(Referring expression data)
•••
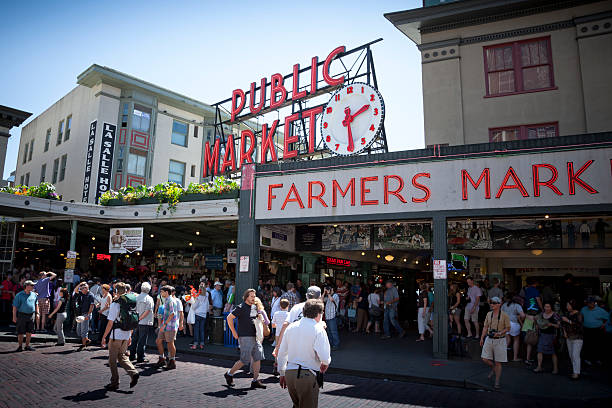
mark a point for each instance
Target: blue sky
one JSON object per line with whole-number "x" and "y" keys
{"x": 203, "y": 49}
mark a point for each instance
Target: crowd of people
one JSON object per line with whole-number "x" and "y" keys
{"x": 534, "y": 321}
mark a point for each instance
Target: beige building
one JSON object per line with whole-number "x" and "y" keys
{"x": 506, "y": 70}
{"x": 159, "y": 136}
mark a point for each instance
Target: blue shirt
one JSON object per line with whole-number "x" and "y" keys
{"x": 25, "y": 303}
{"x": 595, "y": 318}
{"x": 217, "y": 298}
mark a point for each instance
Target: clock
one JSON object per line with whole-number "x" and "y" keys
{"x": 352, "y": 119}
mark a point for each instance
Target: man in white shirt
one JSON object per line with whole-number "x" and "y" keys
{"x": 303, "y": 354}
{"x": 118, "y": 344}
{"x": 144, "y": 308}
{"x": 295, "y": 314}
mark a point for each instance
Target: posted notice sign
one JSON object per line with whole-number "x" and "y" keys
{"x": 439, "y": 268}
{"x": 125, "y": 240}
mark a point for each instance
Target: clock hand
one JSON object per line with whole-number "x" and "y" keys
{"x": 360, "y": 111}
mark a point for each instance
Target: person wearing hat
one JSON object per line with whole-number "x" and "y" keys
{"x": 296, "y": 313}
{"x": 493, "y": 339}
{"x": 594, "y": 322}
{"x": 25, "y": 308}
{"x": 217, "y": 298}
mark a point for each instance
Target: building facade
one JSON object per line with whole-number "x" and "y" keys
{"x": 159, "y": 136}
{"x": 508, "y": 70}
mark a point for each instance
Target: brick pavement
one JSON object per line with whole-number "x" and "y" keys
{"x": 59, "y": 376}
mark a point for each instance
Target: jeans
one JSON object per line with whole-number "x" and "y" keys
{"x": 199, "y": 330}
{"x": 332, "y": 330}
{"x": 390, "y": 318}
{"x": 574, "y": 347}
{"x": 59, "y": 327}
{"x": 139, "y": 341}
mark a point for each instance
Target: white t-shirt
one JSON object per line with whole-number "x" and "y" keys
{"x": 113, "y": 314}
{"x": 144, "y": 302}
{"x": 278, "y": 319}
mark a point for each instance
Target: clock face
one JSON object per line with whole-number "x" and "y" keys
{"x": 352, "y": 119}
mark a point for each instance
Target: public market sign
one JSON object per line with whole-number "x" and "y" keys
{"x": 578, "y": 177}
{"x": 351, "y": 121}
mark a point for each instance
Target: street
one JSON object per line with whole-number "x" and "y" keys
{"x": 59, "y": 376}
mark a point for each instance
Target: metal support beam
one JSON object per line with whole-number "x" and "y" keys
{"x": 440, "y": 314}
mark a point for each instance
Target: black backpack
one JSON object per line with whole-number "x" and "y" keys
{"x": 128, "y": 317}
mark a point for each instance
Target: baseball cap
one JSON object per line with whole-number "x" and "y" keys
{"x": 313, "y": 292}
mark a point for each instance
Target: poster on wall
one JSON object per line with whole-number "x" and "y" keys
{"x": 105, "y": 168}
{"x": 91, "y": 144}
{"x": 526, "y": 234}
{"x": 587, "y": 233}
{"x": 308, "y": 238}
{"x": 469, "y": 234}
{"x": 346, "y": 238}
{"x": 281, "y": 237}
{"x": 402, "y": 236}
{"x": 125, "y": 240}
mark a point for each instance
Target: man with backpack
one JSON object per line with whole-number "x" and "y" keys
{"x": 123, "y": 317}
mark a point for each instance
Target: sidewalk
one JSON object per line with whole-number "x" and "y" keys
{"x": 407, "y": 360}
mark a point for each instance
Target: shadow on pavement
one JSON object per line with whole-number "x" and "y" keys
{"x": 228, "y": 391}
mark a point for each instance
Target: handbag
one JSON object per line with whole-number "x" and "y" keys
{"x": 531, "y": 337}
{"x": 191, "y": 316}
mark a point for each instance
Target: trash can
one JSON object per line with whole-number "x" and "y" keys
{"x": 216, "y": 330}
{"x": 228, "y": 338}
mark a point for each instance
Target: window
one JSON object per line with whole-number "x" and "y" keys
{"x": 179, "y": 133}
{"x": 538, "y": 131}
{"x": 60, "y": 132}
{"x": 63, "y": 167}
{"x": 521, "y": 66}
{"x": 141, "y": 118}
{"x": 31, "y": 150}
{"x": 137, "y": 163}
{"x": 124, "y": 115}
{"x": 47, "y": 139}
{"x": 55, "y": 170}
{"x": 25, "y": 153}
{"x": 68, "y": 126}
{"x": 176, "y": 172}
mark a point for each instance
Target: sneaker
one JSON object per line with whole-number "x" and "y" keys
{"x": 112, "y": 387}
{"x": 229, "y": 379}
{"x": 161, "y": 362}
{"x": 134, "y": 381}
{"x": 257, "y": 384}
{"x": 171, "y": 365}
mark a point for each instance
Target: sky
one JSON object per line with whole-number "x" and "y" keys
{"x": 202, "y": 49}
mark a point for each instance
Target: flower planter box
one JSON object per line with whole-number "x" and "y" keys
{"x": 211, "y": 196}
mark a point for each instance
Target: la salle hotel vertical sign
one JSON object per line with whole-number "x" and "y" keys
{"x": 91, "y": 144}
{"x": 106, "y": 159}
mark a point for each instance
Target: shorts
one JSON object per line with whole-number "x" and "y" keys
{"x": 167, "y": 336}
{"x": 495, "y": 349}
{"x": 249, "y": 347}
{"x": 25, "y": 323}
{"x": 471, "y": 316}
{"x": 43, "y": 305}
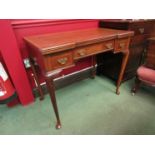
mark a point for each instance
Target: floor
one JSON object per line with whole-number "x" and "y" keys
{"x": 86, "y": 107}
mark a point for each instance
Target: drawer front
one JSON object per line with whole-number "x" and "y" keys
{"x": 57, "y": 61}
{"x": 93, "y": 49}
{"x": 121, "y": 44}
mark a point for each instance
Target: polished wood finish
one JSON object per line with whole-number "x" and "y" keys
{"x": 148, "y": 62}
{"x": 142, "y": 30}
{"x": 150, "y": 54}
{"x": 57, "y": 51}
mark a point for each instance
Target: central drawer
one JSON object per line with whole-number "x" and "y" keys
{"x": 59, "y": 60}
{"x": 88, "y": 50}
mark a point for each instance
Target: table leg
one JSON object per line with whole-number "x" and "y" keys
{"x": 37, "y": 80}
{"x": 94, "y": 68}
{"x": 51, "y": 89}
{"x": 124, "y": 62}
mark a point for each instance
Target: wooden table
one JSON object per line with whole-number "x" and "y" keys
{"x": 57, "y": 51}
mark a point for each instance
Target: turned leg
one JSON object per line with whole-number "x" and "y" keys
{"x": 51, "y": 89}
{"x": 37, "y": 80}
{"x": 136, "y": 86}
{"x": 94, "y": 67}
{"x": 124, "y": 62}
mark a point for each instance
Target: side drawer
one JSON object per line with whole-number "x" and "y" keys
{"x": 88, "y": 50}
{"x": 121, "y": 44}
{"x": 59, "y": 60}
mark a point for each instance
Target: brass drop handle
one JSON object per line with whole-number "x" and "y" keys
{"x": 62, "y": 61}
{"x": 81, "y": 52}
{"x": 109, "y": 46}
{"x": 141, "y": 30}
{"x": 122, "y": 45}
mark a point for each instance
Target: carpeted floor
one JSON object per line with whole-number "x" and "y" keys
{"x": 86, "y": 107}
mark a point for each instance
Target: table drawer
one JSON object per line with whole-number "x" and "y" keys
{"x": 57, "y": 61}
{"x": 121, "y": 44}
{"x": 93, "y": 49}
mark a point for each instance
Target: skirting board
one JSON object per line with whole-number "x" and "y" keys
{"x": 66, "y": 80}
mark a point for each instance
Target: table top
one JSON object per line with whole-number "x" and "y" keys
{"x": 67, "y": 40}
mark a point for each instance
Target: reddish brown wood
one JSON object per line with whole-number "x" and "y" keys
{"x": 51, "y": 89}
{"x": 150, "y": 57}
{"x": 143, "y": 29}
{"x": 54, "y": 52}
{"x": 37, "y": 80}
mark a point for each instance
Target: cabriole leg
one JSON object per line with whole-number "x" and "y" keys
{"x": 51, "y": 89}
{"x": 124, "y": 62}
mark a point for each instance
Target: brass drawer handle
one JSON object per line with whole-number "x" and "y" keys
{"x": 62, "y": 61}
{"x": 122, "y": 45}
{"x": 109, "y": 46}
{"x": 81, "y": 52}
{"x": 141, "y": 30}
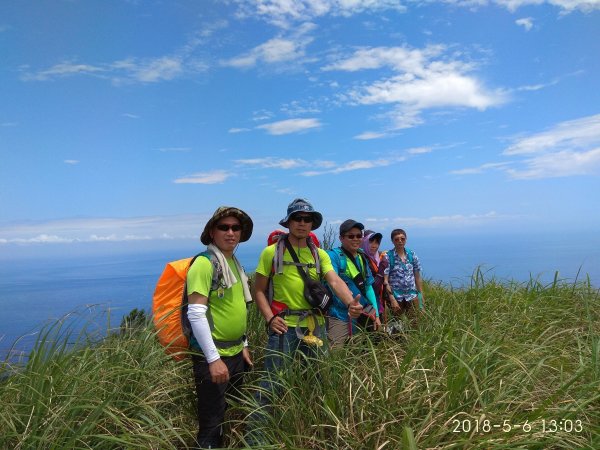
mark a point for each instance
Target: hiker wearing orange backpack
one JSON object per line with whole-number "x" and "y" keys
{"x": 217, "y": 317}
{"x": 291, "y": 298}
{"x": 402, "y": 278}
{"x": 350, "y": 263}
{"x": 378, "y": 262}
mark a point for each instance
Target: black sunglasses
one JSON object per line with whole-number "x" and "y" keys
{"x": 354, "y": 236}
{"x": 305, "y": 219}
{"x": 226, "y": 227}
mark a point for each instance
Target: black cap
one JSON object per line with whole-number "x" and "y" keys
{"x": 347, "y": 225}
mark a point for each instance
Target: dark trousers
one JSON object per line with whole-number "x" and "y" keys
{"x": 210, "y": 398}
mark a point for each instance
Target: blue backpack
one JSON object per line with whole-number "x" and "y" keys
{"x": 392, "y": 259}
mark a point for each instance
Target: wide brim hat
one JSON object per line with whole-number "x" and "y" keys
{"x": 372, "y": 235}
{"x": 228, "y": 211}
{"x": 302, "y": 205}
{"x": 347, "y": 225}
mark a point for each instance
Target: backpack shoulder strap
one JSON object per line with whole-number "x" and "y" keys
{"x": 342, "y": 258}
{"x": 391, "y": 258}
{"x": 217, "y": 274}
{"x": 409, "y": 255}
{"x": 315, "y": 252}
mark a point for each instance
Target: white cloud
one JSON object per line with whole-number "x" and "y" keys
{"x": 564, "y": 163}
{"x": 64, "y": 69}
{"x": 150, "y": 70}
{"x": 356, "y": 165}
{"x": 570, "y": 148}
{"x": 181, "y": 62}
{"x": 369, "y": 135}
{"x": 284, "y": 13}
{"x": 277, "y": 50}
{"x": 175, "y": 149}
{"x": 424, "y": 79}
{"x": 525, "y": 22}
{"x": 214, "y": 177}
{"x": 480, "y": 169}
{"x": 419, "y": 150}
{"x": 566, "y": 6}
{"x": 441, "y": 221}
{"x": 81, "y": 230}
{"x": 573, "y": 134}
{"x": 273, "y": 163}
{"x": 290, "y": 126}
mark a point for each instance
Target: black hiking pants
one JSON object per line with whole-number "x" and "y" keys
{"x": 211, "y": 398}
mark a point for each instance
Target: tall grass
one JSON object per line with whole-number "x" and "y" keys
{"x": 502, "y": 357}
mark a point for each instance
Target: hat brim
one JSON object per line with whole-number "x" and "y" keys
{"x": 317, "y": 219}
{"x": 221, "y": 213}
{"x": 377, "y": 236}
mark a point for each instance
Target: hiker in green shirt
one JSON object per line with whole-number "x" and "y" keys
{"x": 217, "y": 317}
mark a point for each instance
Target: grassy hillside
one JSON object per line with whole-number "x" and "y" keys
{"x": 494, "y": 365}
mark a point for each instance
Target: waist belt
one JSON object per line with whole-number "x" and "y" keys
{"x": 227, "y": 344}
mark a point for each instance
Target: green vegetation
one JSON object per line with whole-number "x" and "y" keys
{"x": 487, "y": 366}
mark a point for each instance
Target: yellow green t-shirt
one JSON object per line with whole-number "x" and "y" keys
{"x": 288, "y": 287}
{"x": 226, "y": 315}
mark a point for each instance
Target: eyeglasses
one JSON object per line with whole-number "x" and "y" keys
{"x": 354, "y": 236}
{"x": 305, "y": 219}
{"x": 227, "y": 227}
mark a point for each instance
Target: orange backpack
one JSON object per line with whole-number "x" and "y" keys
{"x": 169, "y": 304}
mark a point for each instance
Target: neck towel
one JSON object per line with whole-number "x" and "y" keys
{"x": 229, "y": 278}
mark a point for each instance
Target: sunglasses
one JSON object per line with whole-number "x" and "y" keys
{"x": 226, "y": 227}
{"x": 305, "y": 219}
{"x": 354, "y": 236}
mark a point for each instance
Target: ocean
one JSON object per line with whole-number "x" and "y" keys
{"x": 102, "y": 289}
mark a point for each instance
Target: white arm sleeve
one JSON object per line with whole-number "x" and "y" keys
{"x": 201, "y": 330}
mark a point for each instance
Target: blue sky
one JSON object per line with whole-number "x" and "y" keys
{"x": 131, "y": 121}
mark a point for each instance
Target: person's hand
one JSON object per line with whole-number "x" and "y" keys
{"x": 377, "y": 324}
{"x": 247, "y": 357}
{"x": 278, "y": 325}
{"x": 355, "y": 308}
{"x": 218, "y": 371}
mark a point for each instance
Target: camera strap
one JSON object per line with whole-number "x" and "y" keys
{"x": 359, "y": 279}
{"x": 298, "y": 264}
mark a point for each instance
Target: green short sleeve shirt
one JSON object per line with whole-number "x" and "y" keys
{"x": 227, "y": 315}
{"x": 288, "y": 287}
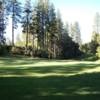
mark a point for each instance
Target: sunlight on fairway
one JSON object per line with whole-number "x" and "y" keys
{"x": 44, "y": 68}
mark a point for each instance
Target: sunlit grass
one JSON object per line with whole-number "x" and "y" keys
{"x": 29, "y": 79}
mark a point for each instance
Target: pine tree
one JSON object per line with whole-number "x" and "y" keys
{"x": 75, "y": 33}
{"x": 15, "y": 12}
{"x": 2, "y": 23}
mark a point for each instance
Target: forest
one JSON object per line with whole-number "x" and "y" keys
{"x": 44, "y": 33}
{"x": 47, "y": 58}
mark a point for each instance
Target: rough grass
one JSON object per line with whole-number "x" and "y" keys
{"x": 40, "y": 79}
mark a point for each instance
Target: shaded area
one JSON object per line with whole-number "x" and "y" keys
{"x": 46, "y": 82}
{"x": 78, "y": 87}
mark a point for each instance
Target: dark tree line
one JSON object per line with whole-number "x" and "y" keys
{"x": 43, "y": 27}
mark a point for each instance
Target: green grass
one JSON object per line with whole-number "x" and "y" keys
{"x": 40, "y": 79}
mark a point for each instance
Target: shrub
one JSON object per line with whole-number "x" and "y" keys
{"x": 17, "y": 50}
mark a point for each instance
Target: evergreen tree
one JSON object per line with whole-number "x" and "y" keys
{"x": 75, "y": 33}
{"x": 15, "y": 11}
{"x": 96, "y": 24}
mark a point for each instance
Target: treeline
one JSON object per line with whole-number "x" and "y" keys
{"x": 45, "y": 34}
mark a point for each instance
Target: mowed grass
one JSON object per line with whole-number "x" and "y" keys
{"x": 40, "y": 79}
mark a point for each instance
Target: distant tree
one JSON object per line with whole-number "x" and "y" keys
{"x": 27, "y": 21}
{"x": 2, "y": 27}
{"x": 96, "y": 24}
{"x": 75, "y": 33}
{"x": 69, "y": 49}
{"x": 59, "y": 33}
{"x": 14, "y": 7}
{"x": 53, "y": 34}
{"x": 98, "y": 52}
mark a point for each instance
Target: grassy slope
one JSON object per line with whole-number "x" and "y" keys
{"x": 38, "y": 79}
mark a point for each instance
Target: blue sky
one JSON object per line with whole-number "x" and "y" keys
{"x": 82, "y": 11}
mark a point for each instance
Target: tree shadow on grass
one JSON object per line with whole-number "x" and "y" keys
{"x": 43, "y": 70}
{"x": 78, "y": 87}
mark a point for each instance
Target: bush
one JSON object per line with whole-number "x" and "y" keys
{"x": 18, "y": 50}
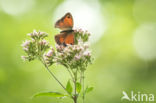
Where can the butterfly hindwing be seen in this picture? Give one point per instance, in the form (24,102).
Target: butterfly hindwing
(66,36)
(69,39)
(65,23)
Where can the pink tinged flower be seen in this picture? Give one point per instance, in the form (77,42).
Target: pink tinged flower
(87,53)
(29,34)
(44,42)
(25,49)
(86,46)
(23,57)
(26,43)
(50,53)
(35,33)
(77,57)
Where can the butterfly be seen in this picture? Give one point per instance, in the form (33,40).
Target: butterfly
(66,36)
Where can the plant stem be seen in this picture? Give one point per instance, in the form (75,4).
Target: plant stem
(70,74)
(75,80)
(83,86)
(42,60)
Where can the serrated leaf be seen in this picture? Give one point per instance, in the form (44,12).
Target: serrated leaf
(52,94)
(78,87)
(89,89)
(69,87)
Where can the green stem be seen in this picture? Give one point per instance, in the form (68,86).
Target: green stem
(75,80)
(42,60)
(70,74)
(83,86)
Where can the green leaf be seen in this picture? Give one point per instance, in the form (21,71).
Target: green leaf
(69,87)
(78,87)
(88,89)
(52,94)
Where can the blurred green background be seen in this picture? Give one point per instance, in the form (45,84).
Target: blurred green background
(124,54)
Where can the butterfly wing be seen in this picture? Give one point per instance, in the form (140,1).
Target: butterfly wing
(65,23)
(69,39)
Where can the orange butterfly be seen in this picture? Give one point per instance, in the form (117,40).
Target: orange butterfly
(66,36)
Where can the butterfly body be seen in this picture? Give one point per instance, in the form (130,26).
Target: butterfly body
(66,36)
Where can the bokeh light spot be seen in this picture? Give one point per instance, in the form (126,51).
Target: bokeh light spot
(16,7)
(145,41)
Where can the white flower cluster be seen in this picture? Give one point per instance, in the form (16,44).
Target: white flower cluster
•••
§ **Assigned task**
Show all lines above containing "pavement".

§ **Reply to the exercise**
Target: brick pavement
Target: shadow on pavement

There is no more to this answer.